PROVIDED DATA —
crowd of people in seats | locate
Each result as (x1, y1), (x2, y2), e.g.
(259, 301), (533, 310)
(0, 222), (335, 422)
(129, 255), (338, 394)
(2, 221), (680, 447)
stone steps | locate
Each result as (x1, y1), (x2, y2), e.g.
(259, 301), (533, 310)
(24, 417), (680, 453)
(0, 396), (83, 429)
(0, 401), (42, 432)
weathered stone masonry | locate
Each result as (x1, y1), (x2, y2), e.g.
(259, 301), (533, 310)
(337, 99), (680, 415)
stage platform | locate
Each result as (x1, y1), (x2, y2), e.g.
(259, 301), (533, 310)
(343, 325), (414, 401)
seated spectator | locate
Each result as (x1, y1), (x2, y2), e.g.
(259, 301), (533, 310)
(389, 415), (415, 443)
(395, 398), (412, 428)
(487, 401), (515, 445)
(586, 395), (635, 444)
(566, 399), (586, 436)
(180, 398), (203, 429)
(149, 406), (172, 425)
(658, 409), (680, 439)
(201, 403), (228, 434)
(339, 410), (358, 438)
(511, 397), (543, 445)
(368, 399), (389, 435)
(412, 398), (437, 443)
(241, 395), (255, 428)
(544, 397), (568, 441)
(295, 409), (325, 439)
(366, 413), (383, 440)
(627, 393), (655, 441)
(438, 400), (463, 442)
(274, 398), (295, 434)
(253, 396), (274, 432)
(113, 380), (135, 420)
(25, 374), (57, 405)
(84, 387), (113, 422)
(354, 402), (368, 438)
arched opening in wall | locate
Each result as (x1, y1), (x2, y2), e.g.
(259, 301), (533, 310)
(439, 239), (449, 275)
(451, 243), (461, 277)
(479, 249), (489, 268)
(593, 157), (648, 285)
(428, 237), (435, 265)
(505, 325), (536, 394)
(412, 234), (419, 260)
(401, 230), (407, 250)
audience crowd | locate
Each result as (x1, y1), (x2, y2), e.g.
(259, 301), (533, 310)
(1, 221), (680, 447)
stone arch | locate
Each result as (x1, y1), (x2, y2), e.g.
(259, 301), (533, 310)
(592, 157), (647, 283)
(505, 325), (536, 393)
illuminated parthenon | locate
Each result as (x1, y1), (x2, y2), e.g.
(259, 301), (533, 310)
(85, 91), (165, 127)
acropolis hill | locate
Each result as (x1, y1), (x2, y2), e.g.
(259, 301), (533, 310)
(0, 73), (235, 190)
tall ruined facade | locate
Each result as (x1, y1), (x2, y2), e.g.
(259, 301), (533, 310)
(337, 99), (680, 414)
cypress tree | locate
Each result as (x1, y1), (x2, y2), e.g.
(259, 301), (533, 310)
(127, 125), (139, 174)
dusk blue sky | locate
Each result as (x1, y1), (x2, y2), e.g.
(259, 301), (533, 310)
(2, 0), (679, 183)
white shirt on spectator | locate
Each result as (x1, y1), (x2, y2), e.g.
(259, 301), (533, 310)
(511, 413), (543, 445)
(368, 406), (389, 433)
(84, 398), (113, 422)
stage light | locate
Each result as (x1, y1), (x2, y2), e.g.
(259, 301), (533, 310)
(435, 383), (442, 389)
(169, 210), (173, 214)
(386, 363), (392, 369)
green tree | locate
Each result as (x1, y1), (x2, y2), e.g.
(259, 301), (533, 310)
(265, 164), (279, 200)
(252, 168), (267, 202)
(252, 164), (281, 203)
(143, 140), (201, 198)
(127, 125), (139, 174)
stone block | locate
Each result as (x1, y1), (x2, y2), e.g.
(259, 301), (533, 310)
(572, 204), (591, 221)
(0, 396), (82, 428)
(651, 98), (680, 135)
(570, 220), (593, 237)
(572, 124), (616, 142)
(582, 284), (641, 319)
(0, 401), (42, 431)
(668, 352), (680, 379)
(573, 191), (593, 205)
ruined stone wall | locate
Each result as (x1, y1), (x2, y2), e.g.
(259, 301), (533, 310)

ABOUT THIS TASK —
Among the lines above, show every one that contains the string "stone".

EXERCISE RESPONSE —
stone steps | locate
weathered stone masonry | locate
stone arch | locate
stone block | locate
ruined stone wall | locate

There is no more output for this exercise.